▸ Problem
Present every line of the records below as a Markdown table with two columns, "No." and "Text": give each line a row number and copy the line into the next column, leaving out blank lines.

*** Data ***

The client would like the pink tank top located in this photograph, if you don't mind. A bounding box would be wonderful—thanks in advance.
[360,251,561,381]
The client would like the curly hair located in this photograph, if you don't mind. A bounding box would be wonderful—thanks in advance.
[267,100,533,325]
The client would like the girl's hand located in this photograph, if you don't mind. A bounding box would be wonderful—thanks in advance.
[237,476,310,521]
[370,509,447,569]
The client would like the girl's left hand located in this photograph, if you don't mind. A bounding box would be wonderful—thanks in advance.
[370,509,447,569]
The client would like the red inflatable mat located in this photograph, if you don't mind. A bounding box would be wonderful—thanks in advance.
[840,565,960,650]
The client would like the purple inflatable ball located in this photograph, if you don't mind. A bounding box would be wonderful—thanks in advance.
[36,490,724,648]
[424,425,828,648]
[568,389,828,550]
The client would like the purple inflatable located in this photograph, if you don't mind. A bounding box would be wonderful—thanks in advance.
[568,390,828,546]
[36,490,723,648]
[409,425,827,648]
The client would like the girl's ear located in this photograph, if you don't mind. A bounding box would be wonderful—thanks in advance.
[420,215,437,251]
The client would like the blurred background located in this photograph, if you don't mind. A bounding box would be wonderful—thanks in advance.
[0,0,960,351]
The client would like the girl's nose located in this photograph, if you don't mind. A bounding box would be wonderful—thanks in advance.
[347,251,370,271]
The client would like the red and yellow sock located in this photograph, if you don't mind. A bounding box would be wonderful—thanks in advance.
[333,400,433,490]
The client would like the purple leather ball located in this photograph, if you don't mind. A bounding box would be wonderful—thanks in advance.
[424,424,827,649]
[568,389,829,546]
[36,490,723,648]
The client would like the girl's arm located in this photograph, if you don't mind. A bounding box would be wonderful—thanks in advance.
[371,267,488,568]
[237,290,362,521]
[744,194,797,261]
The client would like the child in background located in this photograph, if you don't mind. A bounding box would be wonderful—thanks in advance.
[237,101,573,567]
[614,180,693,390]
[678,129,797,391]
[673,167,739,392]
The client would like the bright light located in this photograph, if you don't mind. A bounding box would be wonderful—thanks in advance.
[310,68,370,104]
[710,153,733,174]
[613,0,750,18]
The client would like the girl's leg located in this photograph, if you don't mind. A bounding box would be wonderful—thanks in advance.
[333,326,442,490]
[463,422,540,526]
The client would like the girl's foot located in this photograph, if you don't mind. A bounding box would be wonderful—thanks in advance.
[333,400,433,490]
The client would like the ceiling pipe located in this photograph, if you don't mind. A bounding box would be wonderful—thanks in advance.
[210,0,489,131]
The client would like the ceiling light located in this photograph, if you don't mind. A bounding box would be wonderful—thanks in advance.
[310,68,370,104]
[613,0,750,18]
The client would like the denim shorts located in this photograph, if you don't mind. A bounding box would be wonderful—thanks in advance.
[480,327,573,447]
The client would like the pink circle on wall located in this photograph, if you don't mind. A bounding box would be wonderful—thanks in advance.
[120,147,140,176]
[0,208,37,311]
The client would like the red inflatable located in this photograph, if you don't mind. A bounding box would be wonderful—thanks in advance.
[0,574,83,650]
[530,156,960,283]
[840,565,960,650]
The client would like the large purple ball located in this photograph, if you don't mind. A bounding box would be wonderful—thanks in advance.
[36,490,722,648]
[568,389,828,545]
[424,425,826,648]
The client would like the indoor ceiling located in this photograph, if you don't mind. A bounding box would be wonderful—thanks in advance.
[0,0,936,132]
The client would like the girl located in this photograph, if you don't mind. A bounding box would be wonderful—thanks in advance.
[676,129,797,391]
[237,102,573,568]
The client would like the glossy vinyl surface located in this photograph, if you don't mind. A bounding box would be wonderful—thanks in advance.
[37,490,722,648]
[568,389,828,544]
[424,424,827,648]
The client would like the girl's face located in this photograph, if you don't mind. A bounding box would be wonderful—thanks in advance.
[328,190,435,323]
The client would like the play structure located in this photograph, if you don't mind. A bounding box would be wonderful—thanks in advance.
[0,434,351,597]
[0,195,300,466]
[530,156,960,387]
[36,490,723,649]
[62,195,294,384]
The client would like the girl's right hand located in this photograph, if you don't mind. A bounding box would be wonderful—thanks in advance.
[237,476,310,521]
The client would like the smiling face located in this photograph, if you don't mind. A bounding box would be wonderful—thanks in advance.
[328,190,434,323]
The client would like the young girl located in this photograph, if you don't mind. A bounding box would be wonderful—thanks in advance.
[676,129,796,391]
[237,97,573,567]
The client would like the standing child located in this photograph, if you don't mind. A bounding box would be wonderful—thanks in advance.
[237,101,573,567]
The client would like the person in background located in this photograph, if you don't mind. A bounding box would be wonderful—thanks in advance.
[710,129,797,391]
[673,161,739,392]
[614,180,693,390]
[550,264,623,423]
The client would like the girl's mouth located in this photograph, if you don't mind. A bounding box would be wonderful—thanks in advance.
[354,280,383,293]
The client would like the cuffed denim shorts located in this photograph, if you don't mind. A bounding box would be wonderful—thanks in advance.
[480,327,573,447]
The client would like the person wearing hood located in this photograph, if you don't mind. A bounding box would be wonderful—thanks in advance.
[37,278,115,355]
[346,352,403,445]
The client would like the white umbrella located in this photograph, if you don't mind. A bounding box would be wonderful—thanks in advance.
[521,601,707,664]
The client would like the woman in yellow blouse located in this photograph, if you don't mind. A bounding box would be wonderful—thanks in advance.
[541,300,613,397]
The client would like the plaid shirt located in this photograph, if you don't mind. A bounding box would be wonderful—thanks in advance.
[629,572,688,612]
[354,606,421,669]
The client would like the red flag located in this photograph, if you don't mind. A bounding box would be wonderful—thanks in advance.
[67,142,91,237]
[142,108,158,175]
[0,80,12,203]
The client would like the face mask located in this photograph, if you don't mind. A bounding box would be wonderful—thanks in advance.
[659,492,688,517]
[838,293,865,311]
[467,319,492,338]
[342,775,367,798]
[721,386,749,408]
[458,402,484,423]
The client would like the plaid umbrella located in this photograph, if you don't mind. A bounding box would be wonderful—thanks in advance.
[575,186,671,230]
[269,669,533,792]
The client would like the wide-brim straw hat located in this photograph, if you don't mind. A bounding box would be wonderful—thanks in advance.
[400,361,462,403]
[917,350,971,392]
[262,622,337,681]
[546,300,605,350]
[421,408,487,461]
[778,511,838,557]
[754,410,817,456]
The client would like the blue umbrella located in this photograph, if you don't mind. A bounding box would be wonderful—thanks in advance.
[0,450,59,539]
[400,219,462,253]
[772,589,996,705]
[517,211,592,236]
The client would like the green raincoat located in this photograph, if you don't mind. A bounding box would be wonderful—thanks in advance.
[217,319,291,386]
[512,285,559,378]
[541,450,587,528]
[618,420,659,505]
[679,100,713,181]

***

▸ Solution
| No. | Text |
|---|---|
| 1 | The client would like the pink tank top located in this photograph, if you don't mind. A bounding box would be wonderful—thanks in advance. |
| 2 | [360,251,561,381] |
| 3 | The client would like the curly hair located in this photograph, if you don't mind. A bounding box would be wonderful—thanks in advance. |
| 4 | [267,100,533,325] |
| 5 | The client would like the girl's hand located in this photograph, if you don't mind. A bounding box would be wonderful—thanks in advance. |
| 6 | [237,476,310,521] |
| 7 | [370,509,447,569] |
| 8 | The client would like the girl's left hand located in this photograph, if you don't mind. A bounding box would be wonderful—thanks in advance. |
| 9 | [370,509,447,569] |
| 10 | The client would like the red inflatable mat located in this photograph, if you don't mind. A bounding box would be wonderful—thanks in advance. |
| 11 | [840,565,960,650] |
| 12 | The client would like the purple inflatable ball located in this photograph, if you don't mind. A bounding box would be wonderful—thanks in advance. |
| 13 | [36,490,724,648] |
| 14 | [424,425,828,648] |
| 15 | [568,389,828,550] |
| 16 | The client would like the purple inflatable located in this photograph, if you don't mind. A bounding box would be wonderful—thanks in advance. |
| 17 | [568,390,828,546] |
| 18 | [36,490,723,648] |
| 19 | [409,425,827,648] |
| 20 | The client would like the girl's ear located in this photograph, if you don't mind. A bounding box would be wonderful—thanks in advance. |
| 21 | [420,215,437,251] |
| 22 | The client would like the blurred background located in this photograph, if you don't mind. A bounding box would be wonderful—thanks in advance. |
| 23 | [0,0,960,351] |
| 24 | The client would like the girl's nose located in this photograph, if you don't mind. A bounding box would be wonderful—thanks in advance. |
| 25 | [347,251,370,271] |
| 26 | The client would like the red and yellow sock located in this photograph, if you don't mind. A bounding box would be wonderful—thanks in advance. |
| 27 | [333,400,433,490] |
| 28 | The client would like the purple leather ball located in this photograph, if you don't mind. A bounding box would be wonderful—thanks in advance. |
| 29 | [424,424,827,649] |
| 30 | [568,389,829,546] |
| 31 | [36,490,723,648] |
| 32 | The client would like the girl's arm located in this photograph, if you don't mind. A bounding box would be wonderful—thanks in advance. |
| 33 | [371,267,488,568] |
| 34 | [237,290,362,521] |
| 35 | [744,194,797,261] |
| 36 | The client would like the child in background located in this photograph, if you don't mind. A bounding box would be wonderful—thanks in advance. |
| 37 | [237,101,573,567] |
| 38 | [614,180,693,390] |
| 39 | [678,129,797,391] |
| 40 | [673,167,739,392] |
| 41 | The client would like the bright light located in this photograph, if you don't mind. A bounding box would be wonderful—thanks in advance. |
| 42 | [310,68,370,104] |
| 43 | [710,153,733,174] |
| 44 | [613,0,750,18] |
| 45 | The client would like the girl's leg located in this photograph, if you don't mind. A bounding box would be wonderful—thanks in advance. |
| 46 | [333,326,442,490] |
| 47 | [463,422,540,526] |
| 48 | The client would like the girl's foot located in this photograph, if you don't mind. A bounding box would be wonderful—thanks in advance. |
| 49 | [333,400,433,490] |
| 50 | The client would like the ceiling pipe located in this photograph, if you don't mind. A bounding box would be wonderful—thanks in advance. |
| 51 | [210,0,489,131] |
| 52 | The client would like the ceiling light located in this photograph, if you don't mind. A bounding box would be wonderful—thanks in advance. |
| 53 | [310,68,370,104] |
| 54 | [613,0,750,18] |
| 55 | The client would like the denim shorts located in this photograph, if you don't mind. A bounding box would be wonderful—thanks in advance. |
| 56 | [480,327,573,447] |
| 57 | The client would like the pink circle on wall located in this photograph, if you don't mind. A bounding box would be wonderful—thanks in advance. |
| 58 | [120,147,140,176] |
| 59 | [0,208,37,311] |
| 60 | The client would like the red inflatable located in this photograph, if you don't mind. A bounding box would be wonderful—thanks in advance. |
| 61 | [0,574,83,650] |
| 62 | [530,156,960,283] |
| 63 | [840,565,960,650] |
| 64 | The client would like the large purple ball located in this photograph, if you don't mind. A bounding box would be wonderful—thanks in advance. |
| 65 | [36,490,722,648] |
| 66 | [568,389,828,545] |
| 67 | [424,425,826,648] |
| 68 | The client would like the indoor ceiling located in this photograph, if you don't mind. A bounding box would be wonderful—thanks in advance. |
| 69 | [0,0,936,132] |
| 70 | The client would like the girl located in this photograph, if you don't mind. A bounding box would be wonderful—thanks in advance. |
| 71 | [676,129,797,391] |
| 72 | [237,102,573,568] |
| 73 | The client would like the glossy vinyl surface located in this photograph, if you don't mind. A bounding box would be wonderful—thanks in advance. |
| 74 | [37,490,722,648] |
| 75 | [568,389,828,544] |
| 76 | [424,424,827,648] |
| 77 | The client would like the girl's face located in this photograph, if you don't mind. A bounding box would be wonderful—thanks in advance. |
| 78 | [328,190,435,323] |
| 79 | The client would like the play structure located in this photograph, if you don't mind. A bounding box would be wonderful—thanks in advance. |
| 80 | [0,434,351,597] |
| 81 | [0,195,300,466] |
| 82 | [530,156,960,387] |
| 83 | [36,490,723,649] |
| 84 | [62,195,294,384] |
| 85 | The client would like the girl's right hand located in this photograph, if you don't mind. A bounding box would be wonderful—thanks in advance. |
| 86 | [237,476,310,521] |
| 87 | The client would like the smiling face located in this photograph, if you don't mind. A bounding box would be wonderful—thanks in advance. |
| 88 | [328,190,434,323] |
| 89 | The client would like the young girl located in this photograph, if you don't mind. A bounding box would be wonderful—thanks in advance. |
| 90 | [676,129,796,391] |
| 91 | [237,97,573,567] |
| 92 | The client would like the standing child located in this photograph, if you don't mind. A bounding box would be wonderful—thanks in advance. |
| 93 | [237,101,573,567] |
| 94 | The client would like the person in background located in this photograph, if you don't mind. A bounding box would be wonderful—thanks in advance. |
| 95 | [710,129,797,391] |
| 96 | [673,161,739,392] |
| 97 | [614,180,693,390] |
| 98 | [550,264,623,423] |
| 99 | The client would like the girl's mouth located in this photograph, if you don't mind. A bounding box would be wonderful—thanks in advance. |
| 100 | [354,280,383,293] |
| 101 | The client would like the cuffed denim shorts located in this photograph, if you don't mind. A bounding box would be wonderful—thanks in advance. |
| 102 | [480,327,573,447] |
| 103 | The client would like the person wearing hood located in this photograph, if you don't mind. A bounding box would be wonderful—thanks in advance. |
| 104 | [37,278,115,355] |
| 105 | [346,352,403,445] |
| 106 | The client would like the white umbrella located in this photograph, if you don't mind. A bounding box would be wonderful—thanks in advance. |
| 107 | [521,601,707,664] |
| 108 | The client would like the woman in yellow blouse located in this photograph, if you don't mind. A bounding box would be wonderful—thanks in advance. |
| 109 | [541,300,613,397] |
| 110 | The client would like the plaid shirt located in this photograph, if you don't mind. A bounding box would be wonderful—thanks in advance. |
| 111 | [629,572,688,612] |
| 112 | [354,606,421,669] |
| 113 | The client would like the red flag located in this photograph, if you don't mind. A bounding box would be wonderful—thanks in advance. |
| 114 | [67,142,91,237] |
| 115 | [142,108,158,175] |
| 116 | [0,80,12,203] |
| 117 | The client would like the face mask located in this photograph, if you don't mind. A bounding box would be wonderful—thanks in advance. |
| 118 | [659,492,688,517] |
| 119 | [838,293,865,311] |
| 120 | [467,319,492,338] |
| 121 | [342,775,367,798] |
| 122 | [721,386,749,408] |
| 123 | [458,402,484,423] |
| 124 | The client would like the plaid umbrella located in this photograph, if you don't mind. A bounding box would be wonderful—thanks in advance. |
| 125 | [575,186,671,230] |
| 126 | [269,669,533,792] |
| 127 | The client would like the wide-brim straw hat located in this photograph, if you don't mind. A bounding box would be wonderful—thanks in advance. |
| 128 | [400,361,462,403] |
| 129 | [917,350,971,392] |
| 130 | [262,622,337,681] |
| 131 | [546,300,605,350] |
| 132 | [421,408,487,461] |
| 133 | [778,511,838,557] |
| 134 | [754,410,817,456] |
| 135 | The client would like the blue umbrella located in this photograph, if you don't mind. A bounding box would be wonderful—thanks in advance. |
| 136 | [0,450,59,539] |
| 137 | [400,219,462,253] |
| 138 | [772,589,996,705] |
| 139 | [517,211,592,236] |
| 140 | The client would like the green raincoat located in this photograph, if you don't mind. A bounding box would be wonderful—thanks in advance. |
| 141 | [217,319,291,386] |
| 142 | [512,285,559,378] |
| 143 | [541,450,587,528] |
| 144 | [618,420,659,505] |
| 145 | [679,100,713,181] |